* Work to complete:
Reproduce the first line of the entries that follow and each later line, word for word, ending with the one containing "Query: green parsley sprig".

═════ Records provided ═════

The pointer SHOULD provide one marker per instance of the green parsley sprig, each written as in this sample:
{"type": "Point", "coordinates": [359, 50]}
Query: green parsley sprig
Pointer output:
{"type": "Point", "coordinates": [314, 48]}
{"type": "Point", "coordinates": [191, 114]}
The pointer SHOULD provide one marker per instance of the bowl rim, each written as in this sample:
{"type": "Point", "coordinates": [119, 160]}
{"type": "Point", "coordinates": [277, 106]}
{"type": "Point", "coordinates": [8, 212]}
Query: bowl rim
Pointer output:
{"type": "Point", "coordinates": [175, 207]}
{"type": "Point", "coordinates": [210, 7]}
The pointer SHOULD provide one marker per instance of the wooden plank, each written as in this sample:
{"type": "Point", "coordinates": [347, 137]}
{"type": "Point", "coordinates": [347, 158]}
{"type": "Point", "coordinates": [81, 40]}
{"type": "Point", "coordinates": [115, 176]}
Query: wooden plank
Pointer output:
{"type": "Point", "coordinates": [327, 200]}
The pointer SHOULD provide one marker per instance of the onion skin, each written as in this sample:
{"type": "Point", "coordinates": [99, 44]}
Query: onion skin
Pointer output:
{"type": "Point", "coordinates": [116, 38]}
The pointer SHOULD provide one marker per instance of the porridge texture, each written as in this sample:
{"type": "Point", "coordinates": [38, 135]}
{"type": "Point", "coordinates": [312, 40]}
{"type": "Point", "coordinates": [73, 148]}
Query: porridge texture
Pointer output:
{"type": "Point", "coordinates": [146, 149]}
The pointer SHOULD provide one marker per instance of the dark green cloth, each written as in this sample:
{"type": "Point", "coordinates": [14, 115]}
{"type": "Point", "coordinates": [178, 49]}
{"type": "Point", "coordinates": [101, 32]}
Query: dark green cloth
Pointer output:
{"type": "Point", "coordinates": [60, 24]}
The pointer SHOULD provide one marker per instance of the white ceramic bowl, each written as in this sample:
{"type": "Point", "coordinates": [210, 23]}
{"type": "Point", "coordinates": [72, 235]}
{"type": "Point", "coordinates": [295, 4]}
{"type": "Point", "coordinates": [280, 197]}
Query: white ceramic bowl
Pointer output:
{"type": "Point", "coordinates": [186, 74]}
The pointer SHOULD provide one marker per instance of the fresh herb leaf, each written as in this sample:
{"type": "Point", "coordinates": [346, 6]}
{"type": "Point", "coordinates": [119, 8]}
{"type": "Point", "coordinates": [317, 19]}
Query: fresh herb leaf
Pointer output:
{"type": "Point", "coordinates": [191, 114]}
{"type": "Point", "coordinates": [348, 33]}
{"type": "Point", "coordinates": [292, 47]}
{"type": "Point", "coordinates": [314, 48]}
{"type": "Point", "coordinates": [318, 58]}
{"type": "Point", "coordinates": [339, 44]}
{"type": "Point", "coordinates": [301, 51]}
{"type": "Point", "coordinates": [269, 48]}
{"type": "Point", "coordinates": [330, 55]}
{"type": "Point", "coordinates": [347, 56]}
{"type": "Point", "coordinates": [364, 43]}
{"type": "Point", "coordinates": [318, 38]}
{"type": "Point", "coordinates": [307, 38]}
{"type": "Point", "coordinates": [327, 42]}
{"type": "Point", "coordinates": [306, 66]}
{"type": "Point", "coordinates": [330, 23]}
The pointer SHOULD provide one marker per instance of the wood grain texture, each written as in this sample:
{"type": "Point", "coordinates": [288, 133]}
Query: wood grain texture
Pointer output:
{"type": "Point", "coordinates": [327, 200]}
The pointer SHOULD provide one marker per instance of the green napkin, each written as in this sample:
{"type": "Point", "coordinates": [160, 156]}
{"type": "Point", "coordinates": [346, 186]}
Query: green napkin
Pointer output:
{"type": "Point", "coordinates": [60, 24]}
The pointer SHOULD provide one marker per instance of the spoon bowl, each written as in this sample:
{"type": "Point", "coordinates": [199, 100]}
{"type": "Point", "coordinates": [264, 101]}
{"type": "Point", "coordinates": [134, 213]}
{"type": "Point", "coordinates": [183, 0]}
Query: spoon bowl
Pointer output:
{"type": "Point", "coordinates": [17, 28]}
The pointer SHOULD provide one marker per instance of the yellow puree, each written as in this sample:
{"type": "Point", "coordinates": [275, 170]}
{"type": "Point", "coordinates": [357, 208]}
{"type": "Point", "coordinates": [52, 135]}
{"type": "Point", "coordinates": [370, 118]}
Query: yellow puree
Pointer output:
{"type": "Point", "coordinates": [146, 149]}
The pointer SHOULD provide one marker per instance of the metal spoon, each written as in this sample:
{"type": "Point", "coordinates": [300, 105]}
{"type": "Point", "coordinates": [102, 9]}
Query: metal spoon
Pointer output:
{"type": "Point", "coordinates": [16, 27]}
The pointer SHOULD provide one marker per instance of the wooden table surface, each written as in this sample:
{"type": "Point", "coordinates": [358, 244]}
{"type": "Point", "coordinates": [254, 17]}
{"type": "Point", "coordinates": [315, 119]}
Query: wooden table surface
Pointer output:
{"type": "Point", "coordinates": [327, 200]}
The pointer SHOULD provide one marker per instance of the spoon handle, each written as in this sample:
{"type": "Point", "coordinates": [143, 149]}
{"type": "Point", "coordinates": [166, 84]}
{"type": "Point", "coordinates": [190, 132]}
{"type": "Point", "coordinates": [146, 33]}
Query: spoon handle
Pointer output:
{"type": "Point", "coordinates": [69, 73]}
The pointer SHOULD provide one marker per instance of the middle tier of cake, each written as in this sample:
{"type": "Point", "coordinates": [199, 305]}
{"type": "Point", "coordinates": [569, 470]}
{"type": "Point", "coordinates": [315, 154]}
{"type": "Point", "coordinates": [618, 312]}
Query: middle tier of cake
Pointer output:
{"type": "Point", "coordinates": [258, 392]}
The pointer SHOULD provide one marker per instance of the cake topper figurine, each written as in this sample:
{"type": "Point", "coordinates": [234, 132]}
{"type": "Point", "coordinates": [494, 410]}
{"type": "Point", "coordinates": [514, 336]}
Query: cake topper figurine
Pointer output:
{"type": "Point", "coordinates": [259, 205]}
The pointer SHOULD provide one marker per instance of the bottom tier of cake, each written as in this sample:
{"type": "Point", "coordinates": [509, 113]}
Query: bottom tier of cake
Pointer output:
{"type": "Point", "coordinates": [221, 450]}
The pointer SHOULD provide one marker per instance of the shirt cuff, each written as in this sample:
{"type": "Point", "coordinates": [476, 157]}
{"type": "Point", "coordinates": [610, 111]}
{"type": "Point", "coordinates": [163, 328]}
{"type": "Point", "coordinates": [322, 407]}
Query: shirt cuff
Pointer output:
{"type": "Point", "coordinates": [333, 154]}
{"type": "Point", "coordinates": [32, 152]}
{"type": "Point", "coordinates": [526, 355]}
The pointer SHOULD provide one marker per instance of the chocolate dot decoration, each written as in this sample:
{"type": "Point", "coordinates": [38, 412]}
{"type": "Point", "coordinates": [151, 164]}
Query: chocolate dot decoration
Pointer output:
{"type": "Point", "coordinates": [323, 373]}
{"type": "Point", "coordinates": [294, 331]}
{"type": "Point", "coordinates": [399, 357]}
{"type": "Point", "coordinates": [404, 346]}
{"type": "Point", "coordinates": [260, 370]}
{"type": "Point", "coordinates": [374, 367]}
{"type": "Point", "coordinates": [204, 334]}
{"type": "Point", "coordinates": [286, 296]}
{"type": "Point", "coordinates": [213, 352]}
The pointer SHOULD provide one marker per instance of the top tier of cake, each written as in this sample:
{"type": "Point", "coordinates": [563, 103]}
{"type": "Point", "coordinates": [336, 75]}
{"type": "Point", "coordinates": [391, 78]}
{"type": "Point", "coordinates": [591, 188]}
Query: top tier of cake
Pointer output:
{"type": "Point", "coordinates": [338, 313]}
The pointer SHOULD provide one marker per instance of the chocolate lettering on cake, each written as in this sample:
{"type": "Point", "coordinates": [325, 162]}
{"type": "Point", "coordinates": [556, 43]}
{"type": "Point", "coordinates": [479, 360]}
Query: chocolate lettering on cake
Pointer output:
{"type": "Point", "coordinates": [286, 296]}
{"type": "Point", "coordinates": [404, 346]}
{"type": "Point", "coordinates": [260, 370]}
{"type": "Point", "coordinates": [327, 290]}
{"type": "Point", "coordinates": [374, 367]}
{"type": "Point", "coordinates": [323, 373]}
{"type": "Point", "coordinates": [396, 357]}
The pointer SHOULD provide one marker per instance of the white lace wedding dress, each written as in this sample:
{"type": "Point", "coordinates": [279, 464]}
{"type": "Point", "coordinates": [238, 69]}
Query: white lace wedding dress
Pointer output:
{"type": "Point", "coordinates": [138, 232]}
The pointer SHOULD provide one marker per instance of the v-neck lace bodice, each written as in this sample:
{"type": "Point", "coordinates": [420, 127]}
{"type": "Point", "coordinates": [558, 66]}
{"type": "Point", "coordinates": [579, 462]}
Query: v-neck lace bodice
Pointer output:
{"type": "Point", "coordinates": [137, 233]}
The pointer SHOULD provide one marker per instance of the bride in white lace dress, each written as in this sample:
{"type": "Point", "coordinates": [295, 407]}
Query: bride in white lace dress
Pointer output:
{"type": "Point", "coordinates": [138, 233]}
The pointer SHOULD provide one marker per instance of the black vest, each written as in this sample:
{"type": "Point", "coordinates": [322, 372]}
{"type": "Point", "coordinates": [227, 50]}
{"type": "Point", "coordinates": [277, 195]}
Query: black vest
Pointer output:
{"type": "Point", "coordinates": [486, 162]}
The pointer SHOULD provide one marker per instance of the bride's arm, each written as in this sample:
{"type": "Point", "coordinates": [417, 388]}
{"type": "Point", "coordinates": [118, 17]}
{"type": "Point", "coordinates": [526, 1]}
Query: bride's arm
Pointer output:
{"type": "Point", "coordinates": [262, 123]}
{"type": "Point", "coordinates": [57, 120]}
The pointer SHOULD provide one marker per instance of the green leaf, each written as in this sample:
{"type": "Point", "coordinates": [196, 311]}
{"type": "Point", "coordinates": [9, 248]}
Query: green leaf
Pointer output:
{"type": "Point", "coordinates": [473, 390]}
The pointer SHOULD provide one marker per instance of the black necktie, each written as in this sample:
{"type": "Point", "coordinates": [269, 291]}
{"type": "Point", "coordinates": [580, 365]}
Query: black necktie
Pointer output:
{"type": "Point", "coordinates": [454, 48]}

═════

* Task output:
The pointer SHOULD provide one marker per instance of the green parsley sprig, each written as in this sample:
{"type": "Point", "coordinates": [359, 50]}
Query: green parsley sprig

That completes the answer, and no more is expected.